**DATA EXTRACTS:**
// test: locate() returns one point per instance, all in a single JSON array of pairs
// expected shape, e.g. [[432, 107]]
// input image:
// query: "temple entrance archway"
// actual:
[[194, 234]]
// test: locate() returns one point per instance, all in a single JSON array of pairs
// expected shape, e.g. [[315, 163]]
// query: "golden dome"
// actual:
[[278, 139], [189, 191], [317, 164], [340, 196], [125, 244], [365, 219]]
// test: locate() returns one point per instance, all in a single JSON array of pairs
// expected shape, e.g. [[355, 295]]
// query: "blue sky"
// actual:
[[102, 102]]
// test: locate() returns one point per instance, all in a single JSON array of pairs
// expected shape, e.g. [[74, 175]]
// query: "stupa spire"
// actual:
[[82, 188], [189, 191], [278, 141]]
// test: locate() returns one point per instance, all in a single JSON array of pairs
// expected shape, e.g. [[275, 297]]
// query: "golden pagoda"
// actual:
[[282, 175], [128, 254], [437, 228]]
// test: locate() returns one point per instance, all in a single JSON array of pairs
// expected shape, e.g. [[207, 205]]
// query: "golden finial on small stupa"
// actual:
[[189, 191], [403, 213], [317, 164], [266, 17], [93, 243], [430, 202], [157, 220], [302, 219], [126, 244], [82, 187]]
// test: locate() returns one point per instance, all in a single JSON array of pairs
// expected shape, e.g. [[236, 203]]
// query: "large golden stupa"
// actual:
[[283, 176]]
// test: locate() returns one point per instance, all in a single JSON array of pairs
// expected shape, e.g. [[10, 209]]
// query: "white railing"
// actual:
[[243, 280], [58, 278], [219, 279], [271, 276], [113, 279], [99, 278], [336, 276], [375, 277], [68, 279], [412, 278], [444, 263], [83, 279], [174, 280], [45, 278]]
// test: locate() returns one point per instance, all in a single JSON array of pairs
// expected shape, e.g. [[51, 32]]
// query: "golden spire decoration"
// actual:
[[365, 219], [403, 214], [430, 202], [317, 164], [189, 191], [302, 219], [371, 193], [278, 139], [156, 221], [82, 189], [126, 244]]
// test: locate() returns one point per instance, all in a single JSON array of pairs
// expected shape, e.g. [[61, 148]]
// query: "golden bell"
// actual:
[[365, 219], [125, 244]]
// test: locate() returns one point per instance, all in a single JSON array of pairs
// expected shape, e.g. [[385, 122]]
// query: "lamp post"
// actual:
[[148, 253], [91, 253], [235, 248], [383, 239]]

**WORK INSTRUCTION:** Could you say how many lines in the data above contain "stupa"? Reply with the number alone.

**TASK RESPONSE:** 3